-- Task directions --
What lines of the data below include the word "light"? Report them by copying each.

-- Dataset excerpts --
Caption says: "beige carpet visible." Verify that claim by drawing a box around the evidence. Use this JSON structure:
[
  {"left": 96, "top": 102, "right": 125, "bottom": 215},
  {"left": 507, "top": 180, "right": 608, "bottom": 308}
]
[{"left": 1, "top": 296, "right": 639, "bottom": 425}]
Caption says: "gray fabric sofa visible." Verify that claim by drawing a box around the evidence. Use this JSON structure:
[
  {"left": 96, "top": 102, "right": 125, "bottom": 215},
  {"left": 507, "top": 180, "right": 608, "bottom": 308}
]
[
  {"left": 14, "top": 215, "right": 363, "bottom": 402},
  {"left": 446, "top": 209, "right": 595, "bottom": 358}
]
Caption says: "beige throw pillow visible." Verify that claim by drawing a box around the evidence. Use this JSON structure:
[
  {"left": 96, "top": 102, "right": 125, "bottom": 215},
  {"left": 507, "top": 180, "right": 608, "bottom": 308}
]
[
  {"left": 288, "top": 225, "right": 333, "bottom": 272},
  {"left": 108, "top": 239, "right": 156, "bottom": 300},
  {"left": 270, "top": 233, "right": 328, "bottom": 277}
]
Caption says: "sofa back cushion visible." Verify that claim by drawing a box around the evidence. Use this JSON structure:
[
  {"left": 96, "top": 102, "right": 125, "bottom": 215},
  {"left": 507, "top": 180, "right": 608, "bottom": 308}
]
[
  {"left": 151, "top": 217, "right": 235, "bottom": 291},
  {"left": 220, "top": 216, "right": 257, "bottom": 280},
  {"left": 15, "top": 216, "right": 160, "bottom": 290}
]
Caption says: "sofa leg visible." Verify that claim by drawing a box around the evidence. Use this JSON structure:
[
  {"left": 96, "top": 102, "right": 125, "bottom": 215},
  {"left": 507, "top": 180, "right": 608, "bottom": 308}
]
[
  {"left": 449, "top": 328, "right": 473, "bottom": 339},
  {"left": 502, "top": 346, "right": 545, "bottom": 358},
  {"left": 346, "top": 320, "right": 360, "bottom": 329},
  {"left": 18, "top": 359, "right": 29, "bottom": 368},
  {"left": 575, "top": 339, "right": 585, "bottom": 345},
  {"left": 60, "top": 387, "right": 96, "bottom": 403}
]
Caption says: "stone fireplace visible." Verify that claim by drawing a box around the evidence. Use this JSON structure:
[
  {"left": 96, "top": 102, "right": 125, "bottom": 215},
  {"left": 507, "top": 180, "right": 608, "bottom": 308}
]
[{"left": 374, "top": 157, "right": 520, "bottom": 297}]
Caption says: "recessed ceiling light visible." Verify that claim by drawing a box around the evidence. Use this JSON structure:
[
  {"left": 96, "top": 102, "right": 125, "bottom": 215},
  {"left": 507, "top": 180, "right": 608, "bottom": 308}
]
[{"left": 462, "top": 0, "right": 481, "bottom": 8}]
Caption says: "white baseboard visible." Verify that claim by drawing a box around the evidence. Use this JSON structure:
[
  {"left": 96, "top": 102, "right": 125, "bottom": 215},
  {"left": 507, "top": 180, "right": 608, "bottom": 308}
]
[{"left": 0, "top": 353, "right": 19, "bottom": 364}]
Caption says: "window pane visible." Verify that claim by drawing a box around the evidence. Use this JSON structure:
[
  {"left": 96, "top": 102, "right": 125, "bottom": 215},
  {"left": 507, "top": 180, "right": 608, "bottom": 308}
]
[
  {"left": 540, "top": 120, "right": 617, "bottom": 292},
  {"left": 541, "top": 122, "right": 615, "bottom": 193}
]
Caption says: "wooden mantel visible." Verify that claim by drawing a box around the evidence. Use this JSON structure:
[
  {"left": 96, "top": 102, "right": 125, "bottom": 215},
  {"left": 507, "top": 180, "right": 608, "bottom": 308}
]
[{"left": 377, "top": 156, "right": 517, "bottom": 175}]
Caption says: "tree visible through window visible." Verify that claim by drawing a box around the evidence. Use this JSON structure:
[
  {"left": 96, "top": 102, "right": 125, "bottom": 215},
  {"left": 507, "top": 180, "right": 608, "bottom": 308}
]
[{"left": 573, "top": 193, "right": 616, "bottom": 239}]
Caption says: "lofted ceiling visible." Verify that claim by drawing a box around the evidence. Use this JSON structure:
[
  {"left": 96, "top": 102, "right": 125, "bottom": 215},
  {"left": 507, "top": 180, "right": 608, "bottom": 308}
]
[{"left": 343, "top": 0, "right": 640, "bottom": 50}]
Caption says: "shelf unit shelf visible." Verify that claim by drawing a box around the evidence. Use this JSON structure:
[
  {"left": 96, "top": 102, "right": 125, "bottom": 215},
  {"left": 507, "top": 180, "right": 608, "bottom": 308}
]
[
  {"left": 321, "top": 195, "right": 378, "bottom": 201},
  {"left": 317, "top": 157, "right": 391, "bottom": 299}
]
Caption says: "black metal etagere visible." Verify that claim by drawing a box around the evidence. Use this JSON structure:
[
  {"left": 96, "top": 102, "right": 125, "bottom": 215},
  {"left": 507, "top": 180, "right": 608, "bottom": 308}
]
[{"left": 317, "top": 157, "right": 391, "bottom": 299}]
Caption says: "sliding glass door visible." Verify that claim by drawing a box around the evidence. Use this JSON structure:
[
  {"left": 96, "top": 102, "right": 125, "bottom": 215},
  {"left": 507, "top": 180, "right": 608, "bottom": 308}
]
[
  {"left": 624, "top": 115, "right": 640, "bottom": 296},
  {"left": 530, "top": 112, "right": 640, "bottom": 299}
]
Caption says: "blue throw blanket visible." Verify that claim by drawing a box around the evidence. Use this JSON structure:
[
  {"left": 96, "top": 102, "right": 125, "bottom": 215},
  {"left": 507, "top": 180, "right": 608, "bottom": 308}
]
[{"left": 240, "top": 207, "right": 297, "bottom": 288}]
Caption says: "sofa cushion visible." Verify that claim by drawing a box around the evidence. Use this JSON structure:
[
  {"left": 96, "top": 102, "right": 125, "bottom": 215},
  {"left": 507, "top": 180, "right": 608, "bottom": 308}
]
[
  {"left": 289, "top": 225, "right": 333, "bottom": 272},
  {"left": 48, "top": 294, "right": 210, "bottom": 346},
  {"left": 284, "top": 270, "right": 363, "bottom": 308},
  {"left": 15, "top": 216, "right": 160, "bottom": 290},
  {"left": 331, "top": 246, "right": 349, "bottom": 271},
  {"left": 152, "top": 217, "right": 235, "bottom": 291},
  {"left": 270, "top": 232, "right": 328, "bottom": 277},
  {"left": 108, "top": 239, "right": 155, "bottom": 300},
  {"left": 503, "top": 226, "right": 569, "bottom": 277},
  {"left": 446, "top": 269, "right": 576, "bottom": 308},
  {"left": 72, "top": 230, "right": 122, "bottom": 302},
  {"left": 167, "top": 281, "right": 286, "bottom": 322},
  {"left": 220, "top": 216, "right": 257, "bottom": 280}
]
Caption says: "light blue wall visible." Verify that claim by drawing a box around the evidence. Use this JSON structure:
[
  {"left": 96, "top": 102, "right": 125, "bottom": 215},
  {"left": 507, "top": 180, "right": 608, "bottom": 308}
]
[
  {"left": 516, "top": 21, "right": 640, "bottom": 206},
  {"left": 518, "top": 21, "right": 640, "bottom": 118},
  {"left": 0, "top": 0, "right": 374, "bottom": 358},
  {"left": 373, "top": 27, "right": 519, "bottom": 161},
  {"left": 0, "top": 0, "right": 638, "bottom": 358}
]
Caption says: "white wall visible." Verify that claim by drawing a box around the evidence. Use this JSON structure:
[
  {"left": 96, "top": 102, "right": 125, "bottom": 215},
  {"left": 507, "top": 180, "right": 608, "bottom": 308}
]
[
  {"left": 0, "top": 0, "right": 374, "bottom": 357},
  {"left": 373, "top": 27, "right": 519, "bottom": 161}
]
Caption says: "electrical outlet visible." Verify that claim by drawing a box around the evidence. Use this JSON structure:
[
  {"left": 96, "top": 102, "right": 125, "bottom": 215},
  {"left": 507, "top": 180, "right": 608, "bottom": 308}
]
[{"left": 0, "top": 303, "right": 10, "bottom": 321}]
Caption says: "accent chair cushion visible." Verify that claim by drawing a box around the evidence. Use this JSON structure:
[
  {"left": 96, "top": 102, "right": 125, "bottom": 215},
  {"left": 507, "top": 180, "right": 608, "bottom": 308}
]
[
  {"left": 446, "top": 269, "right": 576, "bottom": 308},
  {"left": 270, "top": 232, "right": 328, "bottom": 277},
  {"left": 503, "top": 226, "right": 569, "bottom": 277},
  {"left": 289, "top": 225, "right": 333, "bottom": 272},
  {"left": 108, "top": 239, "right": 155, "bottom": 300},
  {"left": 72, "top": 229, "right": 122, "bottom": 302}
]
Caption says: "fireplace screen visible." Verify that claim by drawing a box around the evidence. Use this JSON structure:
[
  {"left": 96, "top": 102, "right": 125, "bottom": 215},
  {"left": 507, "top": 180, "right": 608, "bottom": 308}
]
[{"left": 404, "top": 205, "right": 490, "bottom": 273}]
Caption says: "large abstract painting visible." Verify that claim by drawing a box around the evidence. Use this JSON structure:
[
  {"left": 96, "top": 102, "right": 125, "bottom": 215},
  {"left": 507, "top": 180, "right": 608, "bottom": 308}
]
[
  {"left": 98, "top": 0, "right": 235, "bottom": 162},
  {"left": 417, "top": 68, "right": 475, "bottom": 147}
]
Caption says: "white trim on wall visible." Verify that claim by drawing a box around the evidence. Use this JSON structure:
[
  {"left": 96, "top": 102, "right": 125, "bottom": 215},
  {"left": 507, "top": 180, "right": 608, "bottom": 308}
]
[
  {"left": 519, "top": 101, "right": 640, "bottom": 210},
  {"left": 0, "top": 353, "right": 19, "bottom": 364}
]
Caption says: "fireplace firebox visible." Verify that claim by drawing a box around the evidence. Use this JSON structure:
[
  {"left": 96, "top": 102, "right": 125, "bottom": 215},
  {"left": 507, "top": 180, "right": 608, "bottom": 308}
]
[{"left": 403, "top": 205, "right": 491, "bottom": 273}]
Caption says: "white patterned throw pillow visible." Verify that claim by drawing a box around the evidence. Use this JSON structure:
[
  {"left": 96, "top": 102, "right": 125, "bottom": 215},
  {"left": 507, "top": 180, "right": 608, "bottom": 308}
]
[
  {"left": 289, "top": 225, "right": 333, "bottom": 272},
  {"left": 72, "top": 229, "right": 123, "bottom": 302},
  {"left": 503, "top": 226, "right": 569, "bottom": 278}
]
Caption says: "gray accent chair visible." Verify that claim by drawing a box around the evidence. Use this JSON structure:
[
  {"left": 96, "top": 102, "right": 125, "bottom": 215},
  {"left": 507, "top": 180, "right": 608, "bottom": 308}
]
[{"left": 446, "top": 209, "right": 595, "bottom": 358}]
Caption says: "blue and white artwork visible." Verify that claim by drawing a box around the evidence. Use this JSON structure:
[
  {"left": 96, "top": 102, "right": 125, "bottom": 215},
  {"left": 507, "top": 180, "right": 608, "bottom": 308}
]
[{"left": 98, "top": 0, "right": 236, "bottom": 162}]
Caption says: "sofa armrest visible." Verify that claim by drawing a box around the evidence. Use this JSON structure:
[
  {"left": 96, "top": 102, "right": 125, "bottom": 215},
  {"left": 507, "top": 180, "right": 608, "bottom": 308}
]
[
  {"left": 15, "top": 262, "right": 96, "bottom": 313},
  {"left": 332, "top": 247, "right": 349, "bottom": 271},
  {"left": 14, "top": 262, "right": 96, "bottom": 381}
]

---

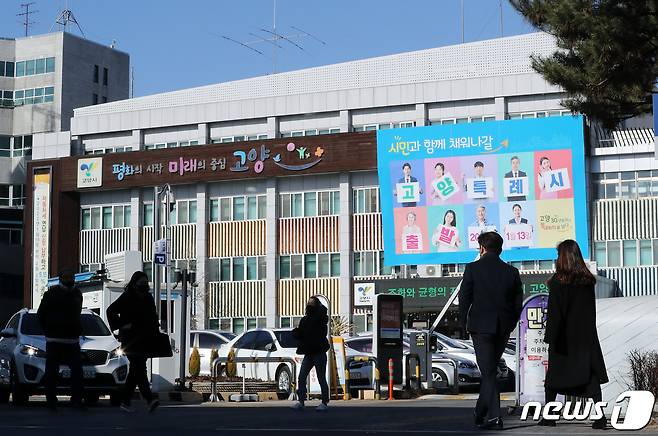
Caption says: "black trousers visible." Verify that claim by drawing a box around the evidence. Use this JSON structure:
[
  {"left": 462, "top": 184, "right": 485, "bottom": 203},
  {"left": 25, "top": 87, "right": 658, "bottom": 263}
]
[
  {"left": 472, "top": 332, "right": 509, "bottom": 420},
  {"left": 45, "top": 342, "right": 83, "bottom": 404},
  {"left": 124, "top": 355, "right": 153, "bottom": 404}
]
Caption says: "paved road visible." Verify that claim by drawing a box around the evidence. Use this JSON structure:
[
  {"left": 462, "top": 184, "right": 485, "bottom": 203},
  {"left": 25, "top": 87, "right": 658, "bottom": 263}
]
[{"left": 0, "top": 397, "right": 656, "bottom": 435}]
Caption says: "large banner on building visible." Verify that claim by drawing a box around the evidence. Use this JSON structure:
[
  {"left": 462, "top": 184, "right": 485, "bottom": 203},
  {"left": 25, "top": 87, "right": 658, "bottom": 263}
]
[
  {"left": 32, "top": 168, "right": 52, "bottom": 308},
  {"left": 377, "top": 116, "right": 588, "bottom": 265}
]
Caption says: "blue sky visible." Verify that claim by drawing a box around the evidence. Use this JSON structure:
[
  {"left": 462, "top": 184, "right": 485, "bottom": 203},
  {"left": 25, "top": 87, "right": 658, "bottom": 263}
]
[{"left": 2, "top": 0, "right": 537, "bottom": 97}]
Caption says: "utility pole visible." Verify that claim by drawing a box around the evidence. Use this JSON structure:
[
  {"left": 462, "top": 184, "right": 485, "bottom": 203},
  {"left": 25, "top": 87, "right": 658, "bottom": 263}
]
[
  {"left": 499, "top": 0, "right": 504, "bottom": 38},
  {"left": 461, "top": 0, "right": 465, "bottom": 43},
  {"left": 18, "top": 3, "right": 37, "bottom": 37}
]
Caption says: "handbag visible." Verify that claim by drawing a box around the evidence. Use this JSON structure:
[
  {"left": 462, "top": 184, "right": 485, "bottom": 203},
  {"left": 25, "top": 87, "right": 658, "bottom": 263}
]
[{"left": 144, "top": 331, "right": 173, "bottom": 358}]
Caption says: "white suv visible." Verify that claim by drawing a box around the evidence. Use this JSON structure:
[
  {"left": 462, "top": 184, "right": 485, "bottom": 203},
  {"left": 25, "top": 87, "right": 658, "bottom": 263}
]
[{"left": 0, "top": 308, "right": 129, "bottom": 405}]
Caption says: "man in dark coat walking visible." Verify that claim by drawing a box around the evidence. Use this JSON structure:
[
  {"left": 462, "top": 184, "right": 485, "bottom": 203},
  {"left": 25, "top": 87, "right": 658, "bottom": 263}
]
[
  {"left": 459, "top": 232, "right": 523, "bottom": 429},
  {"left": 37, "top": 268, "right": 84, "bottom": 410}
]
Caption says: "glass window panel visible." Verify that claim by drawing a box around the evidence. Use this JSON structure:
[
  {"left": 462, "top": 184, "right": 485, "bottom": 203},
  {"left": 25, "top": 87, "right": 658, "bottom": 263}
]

-- Final answer --
Caption says: "recessed ceiling light visible." Verify that claim by drawing a box around the evidence. Use this JSON structure:
Caption says: "light blue wall visible." Verify that claim by drawing a box around the evidence. Use this JSON structure:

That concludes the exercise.